### EXERCISE PROMPT
Convert the items below into a numbered list with one line per entry, skipping any blank lines, and leave the pictures out of your answer.

# # # # #

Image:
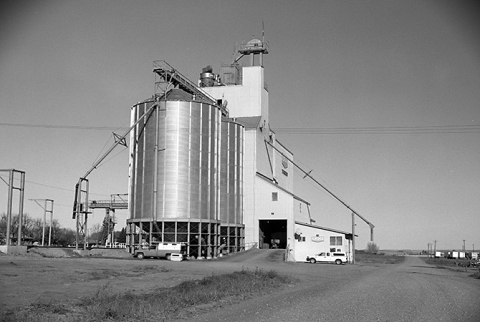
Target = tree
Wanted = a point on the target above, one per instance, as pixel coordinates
(372, 248)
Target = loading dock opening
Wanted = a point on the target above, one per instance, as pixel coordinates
(273, 234)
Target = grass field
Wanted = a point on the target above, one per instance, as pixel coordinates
(181, 301)
(362, 257)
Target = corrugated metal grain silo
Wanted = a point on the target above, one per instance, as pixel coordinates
(179, 155)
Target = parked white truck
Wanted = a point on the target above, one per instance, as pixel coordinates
(165, 250)
(327, 257)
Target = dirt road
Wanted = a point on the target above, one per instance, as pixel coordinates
(411, 291)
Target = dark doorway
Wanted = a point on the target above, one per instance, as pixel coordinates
(273, 234)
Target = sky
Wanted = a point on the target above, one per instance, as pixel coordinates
(379, 99)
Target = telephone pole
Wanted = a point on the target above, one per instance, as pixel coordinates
(47, 208)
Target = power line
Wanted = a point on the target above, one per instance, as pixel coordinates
(54, 187)
(383, 130)
(67, 127)
(302, 130)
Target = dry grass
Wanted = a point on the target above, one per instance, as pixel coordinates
(366, 258)
(184, 300)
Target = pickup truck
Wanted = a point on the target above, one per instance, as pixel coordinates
(164, 250)
(337, 258)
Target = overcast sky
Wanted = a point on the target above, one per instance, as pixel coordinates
(380, 99)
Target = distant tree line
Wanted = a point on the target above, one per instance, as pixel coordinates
(32, 231)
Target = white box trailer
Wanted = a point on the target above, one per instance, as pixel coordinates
(439, 254)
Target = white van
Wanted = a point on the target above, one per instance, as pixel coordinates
(337, 258)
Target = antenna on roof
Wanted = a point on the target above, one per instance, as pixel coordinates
(263, 32)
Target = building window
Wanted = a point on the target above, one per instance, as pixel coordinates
(274, 196)
(336, 241)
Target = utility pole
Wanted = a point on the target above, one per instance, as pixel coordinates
(353, 238)
(46, 208)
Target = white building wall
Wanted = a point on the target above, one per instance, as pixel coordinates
(267, 208)
(249, 187)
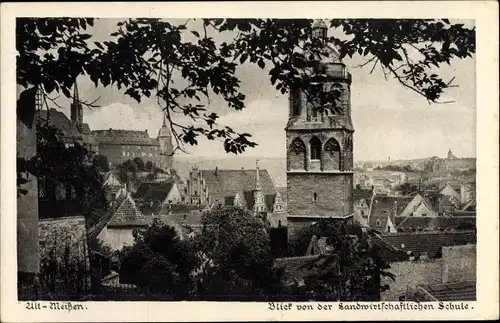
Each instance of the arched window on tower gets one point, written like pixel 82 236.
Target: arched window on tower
pixel 295 102
pixel 315 148
pixel 297 155
pixel 332 159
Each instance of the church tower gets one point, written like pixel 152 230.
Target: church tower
pixel 166 148
pixel 259 203
pixel 76 109
pixel 319 141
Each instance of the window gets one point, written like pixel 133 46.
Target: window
pixel 315 148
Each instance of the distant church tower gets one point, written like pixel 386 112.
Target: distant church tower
pixel 320 143
pixel 76 109
pixel 165 140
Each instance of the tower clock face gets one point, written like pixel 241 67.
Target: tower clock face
pixel 327 97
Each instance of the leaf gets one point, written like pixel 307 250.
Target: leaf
pixel 243 58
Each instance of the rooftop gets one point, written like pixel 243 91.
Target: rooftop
pixel 459 291
pixel 222 183
pixel 428 242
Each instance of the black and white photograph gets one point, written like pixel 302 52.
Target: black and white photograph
pixel 246 159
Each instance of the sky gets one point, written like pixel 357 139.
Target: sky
pixel 389 120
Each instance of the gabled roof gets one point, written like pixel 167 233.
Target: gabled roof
pixel 112 174
pixel 414 223
pixel 384 206
pixel 229 200
pixel 458 291
pixel 61 121
pixel 283 192
pixel 179 209
pixel 127 214
pixel 150 209
pixel 185 219
pixel 469 206
pixel 230 182
pixel 153 191
pixel 359 193
pixel 124 137
pixel 429 242
pixel 86 129
pixel 103 222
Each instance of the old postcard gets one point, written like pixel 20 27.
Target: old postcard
pixel 249 161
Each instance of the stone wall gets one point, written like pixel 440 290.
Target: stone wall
pixel 65 265
pixel 333 194
pixel 28 257
pixel 115 153
pixel 410 274
pixel 459 263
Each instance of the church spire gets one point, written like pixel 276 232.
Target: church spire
pixel 257 176
pixel 76 107
pixel 76 96
pixel 319 29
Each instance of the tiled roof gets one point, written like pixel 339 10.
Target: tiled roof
pixel 429 242
pixel 86 129
pixel 275 219
pixel 283 192
pixel 296 268
pixel 127 214
pixel 179 209
pixel 388 252
pixel 459 291
pixel 409 223
pixel 97 228
pixel 124 137
pixel 111 173
pixel 186 219
pixel 230 182
pixel 153 191
pixel 383 206
pixel 228 200
pixel 469 207
pixel 61 121
pixel 359 193
pixel 147 209
pixel 269 199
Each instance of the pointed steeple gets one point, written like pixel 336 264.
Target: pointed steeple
pixel 76 107
pixel 257 176
pixel 76 96
pixel 319 28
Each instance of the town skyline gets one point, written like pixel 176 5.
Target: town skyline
pixel 412 124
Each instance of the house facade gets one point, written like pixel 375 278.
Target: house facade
pixel 252 190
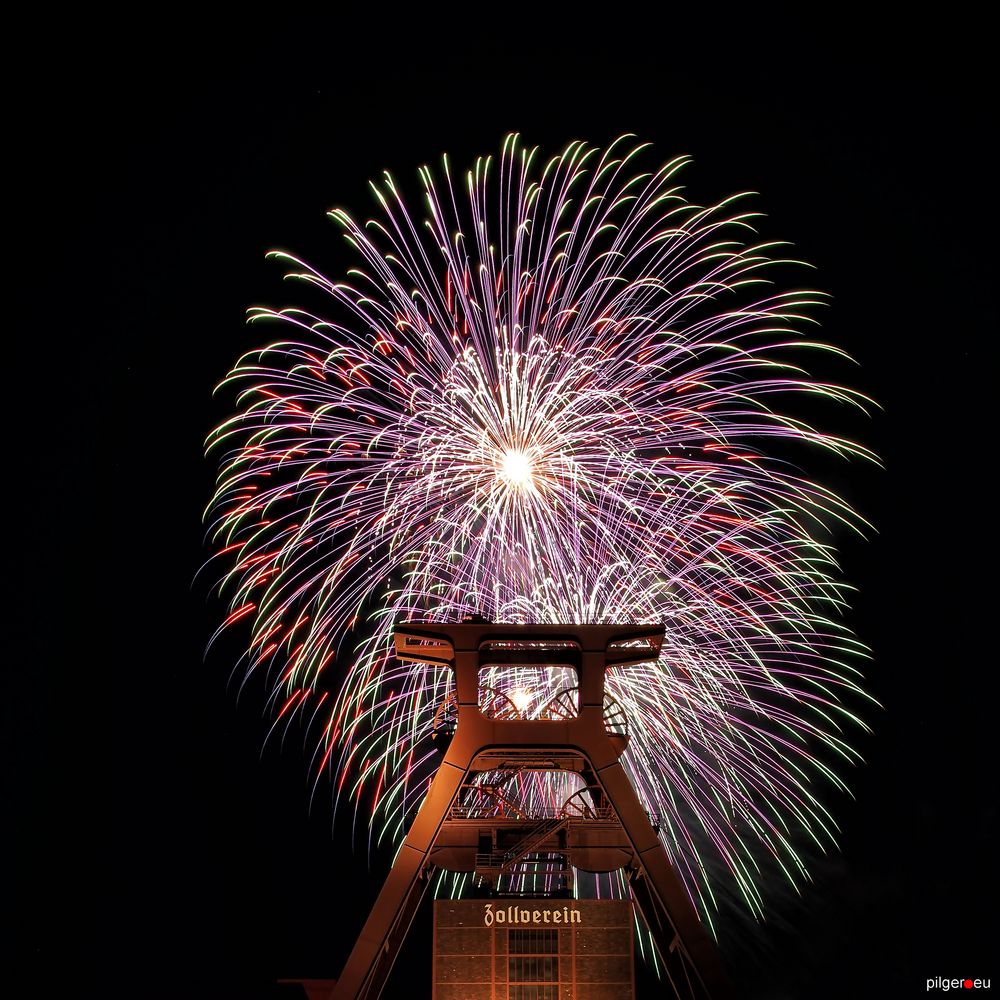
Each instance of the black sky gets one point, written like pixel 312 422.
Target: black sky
pixel 159 161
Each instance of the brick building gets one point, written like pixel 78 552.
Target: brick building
pixel 533 949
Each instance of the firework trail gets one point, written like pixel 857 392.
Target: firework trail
pixel 557 394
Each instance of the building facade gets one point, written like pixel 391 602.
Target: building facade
pixel 533 949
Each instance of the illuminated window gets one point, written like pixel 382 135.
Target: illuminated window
pixel 533 964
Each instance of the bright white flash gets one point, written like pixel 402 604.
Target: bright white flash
pixel 517 468
pixel 521 699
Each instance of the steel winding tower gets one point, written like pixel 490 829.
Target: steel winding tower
pixel 469 822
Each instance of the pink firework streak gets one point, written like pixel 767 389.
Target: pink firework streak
pixel 549 398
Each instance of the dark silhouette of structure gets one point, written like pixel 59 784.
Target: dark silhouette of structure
pixel 472 822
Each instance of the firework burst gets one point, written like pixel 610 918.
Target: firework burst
pixel 549 397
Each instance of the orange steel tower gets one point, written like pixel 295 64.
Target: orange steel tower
pixel 470 822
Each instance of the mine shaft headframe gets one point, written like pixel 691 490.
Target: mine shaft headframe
pixel 621 645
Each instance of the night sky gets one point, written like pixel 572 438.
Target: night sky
pixel 162 849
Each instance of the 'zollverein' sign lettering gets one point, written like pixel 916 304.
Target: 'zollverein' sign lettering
pixel 514 915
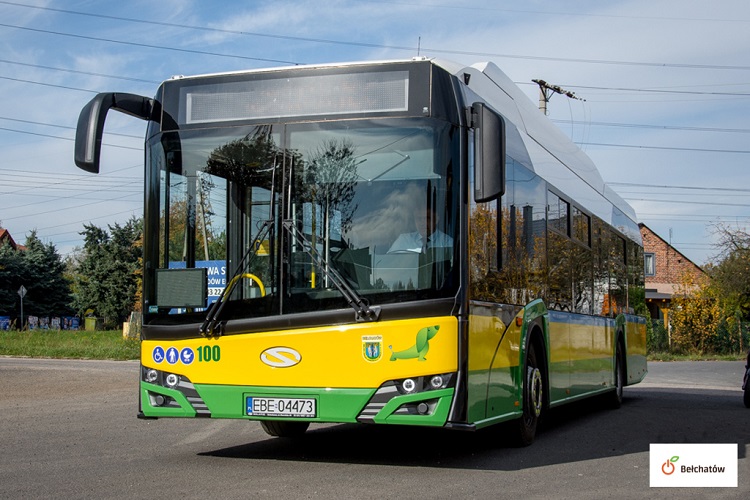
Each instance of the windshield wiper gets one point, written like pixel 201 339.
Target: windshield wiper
pixel 362 310
pixel 210 326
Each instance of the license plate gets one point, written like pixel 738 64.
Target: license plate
pixel 282 407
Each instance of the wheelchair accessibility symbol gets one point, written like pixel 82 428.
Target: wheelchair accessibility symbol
pixel 158 354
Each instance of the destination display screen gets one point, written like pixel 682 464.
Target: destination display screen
pixel 313 95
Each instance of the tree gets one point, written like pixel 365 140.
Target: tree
pixel 696 316
pixel 107 272
pixel 731 276
pixel 40 269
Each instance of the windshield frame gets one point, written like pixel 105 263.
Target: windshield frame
pixel 286 301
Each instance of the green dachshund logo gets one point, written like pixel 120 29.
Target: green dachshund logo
pixel 418 350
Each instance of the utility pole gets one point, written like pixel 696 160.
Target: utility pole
pixel 545 93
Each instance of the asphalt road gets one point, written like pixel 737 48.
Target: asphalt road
pixel 68 430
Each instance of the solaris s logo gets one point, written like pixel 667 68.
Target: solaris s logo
pixel 668 467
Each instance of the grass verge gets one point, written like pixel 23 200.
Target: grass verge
pixel 68 344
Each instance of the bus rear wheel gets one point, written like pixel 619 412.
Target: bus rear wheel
pixel 533 398
pixel 279 428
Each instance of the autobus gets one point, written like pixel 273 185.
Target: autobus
pixel 400 242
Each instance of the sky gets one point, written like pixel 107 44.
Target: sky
pixel 663 90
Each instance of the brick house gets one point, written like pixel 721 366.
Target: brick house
pixel 664 267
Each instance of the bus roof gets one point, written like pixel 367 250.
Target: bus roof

# # # # #

### RIGHT ANSWER
1. Image:
2. Target = tree
3. Wanted = a point on the target above, one per instance, as pixel coordinates
4. (372, 248)
5. Target = loading dock opening
6. Wanted = a point on the target above, one per instance, as pixel coordinates
7. (273, 234)
8. Target = grass field
9. Wanted = a point on the target above, one per instance, as pixel coordinates
10. (181, 301)
11. (362, 257)
12. Target = corrugated metal grain silo
13. Wanted = a point on the target above, one per instance, as pixel coordinates
14. (179, 155)
15. Target = parked white truck
16. Wanted = a point on the target above, one per instance, as pixel coordinates
17. (165, 250)
18. (327, 257)
19. Target = dirt road
20. Wanted = a point on the target above, one per instance, as pixel coordinates
21. (411, 291)
22. Target = dark doorway
23. Wanted = a point on the target above, one per instance, as pixel coordinates
24. (273, 234)
25. Target = sky
26. Wanted = a point on the target above, one per instance, as pixel coordinates
27. (379, 99)
28. Target = telephone pole
29. Wanted = a point on the target above, one per instance, as pixel coordinates
30. (47, 208)
31. Target = power line
32. Wanted = a point on the target above, one per instance, as pixel coordinates
33. (54, 187)
34. (383, 130)
35. (67, 127)
36. (302, 130)
37. Target = dry grass
38. Wanted = a point on the target above, one per instance, as pixel coordinates
39. (366, 258)
40. (184, 300)
41. Target = pickup truck
42. Wanted = a point on the target above, one per instance, as pixel coordinates
43. (164, 250)
44. (337, 258)
45. Target = overcast sky
46. Wanted = a point on the target above, one per instance, as pixel coordinates
47. (380, 99)
48. Target = distant tree line
49. Wanted = a point on the target above, one per instance, as pixel coordinates
50. (32, 231)
51. Target = white box trailer
52. Wanted = a point on the target above, one per instance, as pixel coordinates
53. (439, 254)
54. Target = white van
55. Wanted = a point on the target above, one per instance, as pixel coordinates
56. (337, 258)
57. Target = antenna on roof
58. Wanted = a point on the target above, one per instance, as pixel coordinates
59. (263, 32)
60. Target = building window
61. Wanted = a point on the target above, one per instance, as pixel coordinates
62. (274, 196)
63. (336, 241)
64. Target = utility pole
65. Wanted = a point on the target above, one per instance, as pixel coordinates
66. (353, 238)
67. (46, 208)
68. Target = white building wall
69. Wanted = a point on the target above, one per instance, as pixel coordinates
70. (267, 208)
71. (249, 187)
72. Each instance of the arched window on tower gets one point, written like pixel 82 236.
73. Target: arched window on tower
74. pixel 295 102
75. pixel 315 148
76. pixel 297 155
77. pixel 332 159
78. Each instance of the church tower gets one point, written like pixel 152 230.
79. Target: church tower
80. pixel 166 148
81. pixel 259 203
82. pixel 76 109
83. pixel 319 141
84. Each instance of the window gets one point, written like pixel 133 46.
85. Target: window
86. pixel 315 148
87. Each instance of the distant church tower gets one point, written like pixel 386 112.
88. Target: distant church tower
89. pixel 320 143
90. pixel 76 109
91. pixel 165 140
92. Each instance of the tower clock face gets one point, written like pixel 241 67.
93. Target: tower clock face
94. pixel 327 97
95. Each instance of the leaf gets one point, written like pixel 307 250.
96. Target: leaf
97. pixel 243 58
98. Each instance of the rooftop gets one point, written like pixel 243 91.
99. Target: rooftop
100. pixel 459 291
101. pixel 222 183
102. pixel 428 242
103. Each instance of the black and white photograph gets one point, written like pixel 302 52.
104. Target: black and white photograph
105. pixel 246 159
106. Each instance of the sky gets one point, written like pixel 357 139.
107. Target: sky
108. pixel 389 120
109. Each instance of the gabled roof gets one point, written like pixel 167 233.
110. Target: gabled roof
111. pixel 112 174
112. pixel 414 223
113. pixel 384 206
114. pixel 229 200
115. pixel 458 291
116. pixel 61 121
117. pixel 283 192
118. pixel 179 209
119. pixel 127 214
120. pixel 150 209
121. pixel 185 219
122. pixel 469 206
123. pixel 230 182
124. pixel 153 191
125. pixel 359 193
126. pixel 124 137
127. pixel 429 242
128. pixel 86 129
129. pixel 103 222
130. Each instance of the old postcard gets one point, written like pixel 20 27.
131. Target: old postcard
132. pixel 249 161
133. Each instance of the stone wall gets one point, written like pixel 440 290.
134. Target: stone wall
135. pixel 65 265
136. pixel 333 194
137. pixel 28 257
138. pixel 115 153
139. pixel 410 274
140. pixel 459 263
141. Each instance of the church spire gets one point, written like pixel 276 232.
142. Target: church spire
143. pixel 257 176
144. pixel 76 107
145. pixel 76 96
146. pixel 319 29
147. Each instance of the tiled roof gets one point, written like pixel 339 10.
148. Target: tiled roof
149. pixel 429 242
150. pixel 86 129
151. pixel 275 219
152. pixel 283 192
153. pixel 296 268
154. pixel 127 214
155. pixel 179 209
156. pixel 388 252
157. pixel 459 291
158. pixel 409 223
159. pixel 97 228
160. pixel 124 137
161. pixel 111 173
162. pixel 186 219
163. pixel 230 182
164. pixel 153 191
165. pixel 383 206
166. pixel 228 200
167. pixel 469 207
168. pixel 61 121
169. pixel 359 193
170. pixel 147 209
171. pixel 269 199
172. Each instance of the pointed steeple gets one point, written like pixel 336 264.
173. Target: pointed steeple
174. pixel 76 107
175. pixel 257 176
176. pixel 76 96
177. pixel 319 28
178. Each instance of the town skyline gets one point, written like pixel 176 5.
179. Target: town skyline
180. pixel 412 124
181. Each instance of the house facade gets one point, written like pixel 375 278.
182. Target: house facade
183. pixel 252 190
184. Each instance of the black sky gets one point, written like pixel 312 422.
185. Target: black sky
186. pixel 159 161
187. Each instance of the brick building gets one point, written like pixel 78 552.
188. Target: brick building
189. pixel 533 949
190. Each instance of the firework trail gets one point, written like pixel 857 392.
191. Target: firework trail
192. pixel 557 394
193. Each instance of the building facade gets one point, written like pixel 391 602.
194. Target: building facade
195. pixel 533 949
196. Each instance of the illuminated window gets one point, written like pixel 382 135.
197. Target: illuminated window
198. pixel 533 964
199. Each instance of the bright white flash gets one point, written like pixel 402 604.
200. Target: bright white flash
201. pixel 517 468
202. pixel 521 699
203. Each instance of the steel winding tower gets one point, written like pixel 490 829.
204. Target: steel winding tower
205. pixel 469 822
206. Each instance of the pink firework streak gets one point, written like pixel 767 389.
207. Target: pink firework streak
208. pixel 549 398
209. Each instance of the dark silhouette of structure gets one point, written like pixel 59 784.
210. Target: dark silhouette of structure
211. pixel 472 822
212. Each instance of the firework burst gets one point, written like pixel 610 918.
213. Target: firework burst
214. pixel 549 397
215. Each instance of the orange steel tower gets one point, written like pixel 295 64.
216. Target: orange steel tower
217. pixel 470 822
218. Each instance of the mine shaft headframe gets one point, written like pixel 691 490.
219. Target: mine shaft headframe
220. pixel 621 645
221. Each instance of the night sky gets one point, written like pixel 572 438.
222. Target: night sky
223. pixel 162 849
224. Each instance of the 'zollverein' sign lettering gets one point, written like pixel 916 304.
225. Target: 'zollverein' sign lettering
226. pixel 514 915
227. Each instance of the windshield wiper gets one point, written like pixel 201 339.
228. Target: windshield wiper
229. pixel 362 310
230. pixel 210 326
231. Each instance of the license plate gets one point, written like pixel 738 64.
232. Target: license plate
233. pixel 282 407
234. Each instance of the wheelchair accessibility symbol gets one point, written like pixel 82 428.
235. Target: wheelchair accessibility symbol
236. pixel 158 354
237. Each instance of the destination display screen gets one point, written like pixel 682 464.
238. Target: destination display screen
239. pixel 313 95
240. Each instance of the tree gets one point, written like pixel 365 140.
241. Target: tree
242. pixel 696 316
243. pixel 107 272
244. pixel 731 276
245. pixel 40 269
246. Each instance of the windshield frame gets one point, written like pixel 105 263.
247. Target: windshield frame
248. pixel 286 301
249. Each instance of the green dachshund logo gets one point, written like pixel 120 29.
250. Target: green dachshund logo
251. pixel 418 350
252. Each instance of the utility pole gets one point, written like pixel 696 160.
253. Target: utility pole
254. pixel 545 93
255. Each instance of the asphalt road gets one point, written like pixel 737 48.
256. Target: asphalt road
257. pixel 68 430
258. Each instance of the solaris s logo gets one point, written like pixel 667 68.
259. Target: solaris s logo
260. pixel 668 467
261. Each instance of the grass verge gets one point, written like pixel 23 200.
262. Target: grass verge
263. pixel 68 344
264. Each instance of the bus rear wheel gets one point, written like pixel 619 412.
265. Target: bus rear wheel
266. pixel 533 398
267. pixel 279 428
268. Each instance of the autobus gets one point, written like pixel 273 185.
269. Target: autobus
270. pixel 400 242
271. Each instance of the sky gets one point, written like pixel 107 44.
272. Target: sky
273. pixel 663 90
274. Each instance of the brick house gets one point, written like pixel 721 366.
275. Target: brick house
276. pixel 664 267
277. Each instance of the bus roof gets one point, written like pixel 367 250.
278. Target: bus roof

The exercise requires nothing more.